— start Information shown —

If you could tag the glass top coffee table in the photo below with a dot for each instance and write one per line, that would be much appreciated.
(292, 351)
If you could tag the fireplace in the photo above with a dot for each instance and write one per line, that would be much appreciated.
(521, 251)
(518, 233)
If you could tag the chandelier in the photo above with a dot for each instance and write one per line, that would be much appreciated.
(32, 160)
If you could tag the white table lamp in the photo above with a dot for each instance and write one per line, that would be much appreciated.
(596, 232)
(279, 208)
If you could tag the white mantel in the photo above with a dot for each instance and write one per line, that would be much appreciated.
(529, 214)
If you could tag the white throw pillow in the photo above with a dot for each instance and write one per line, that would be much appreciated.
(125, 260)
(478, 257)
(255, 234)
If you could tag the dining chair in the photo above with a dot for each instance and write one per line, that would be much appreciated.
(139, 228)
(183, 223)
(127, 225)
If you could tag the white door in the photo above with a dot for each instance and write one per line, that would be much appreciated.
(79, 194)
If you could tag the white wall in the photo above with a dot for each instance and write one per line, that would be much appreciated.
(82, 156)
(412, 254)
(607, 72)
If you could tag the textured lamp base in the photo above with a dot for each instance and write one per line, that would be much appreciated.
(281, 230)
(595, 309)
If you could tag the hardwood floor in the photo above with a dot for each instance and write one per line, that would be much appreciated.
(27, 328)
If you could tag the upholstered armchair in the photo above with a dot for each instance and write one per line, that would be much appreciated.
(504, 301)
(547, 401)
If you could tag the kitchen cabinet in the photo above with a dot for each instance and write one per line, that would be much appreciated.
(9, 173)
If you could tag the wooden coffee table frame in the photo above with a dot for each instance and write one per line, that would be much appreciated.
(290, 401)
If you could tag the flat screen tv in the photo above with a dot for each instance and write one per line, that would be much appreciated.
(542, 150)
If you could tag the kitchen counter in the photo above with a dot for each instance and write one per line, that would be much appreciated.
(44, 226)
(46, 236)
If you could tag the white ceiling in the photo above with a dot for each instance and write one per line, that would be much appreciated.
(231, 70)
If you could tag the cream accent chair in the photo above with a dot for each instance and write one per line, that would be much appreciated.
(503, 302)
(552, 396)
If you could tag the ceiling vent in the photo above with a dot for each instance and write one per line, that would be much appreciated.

— end Information shown —

» What to work on
Convert the lines from the one containing "If you could tag the cream" through the end of the records into a JSON list of strings, one string per line, omitting blank lines.

» Exercise response
[
  "If you could tag the cream accent chair in the photo above with a dot for each instance and write one per line, that would be much appreciated.",
  "(503, 302)",
  "(552, 396)",
  "If you could tag the ceiling vent in the photo above with a dot for each instance and write one per line, that would be much appreciated."
]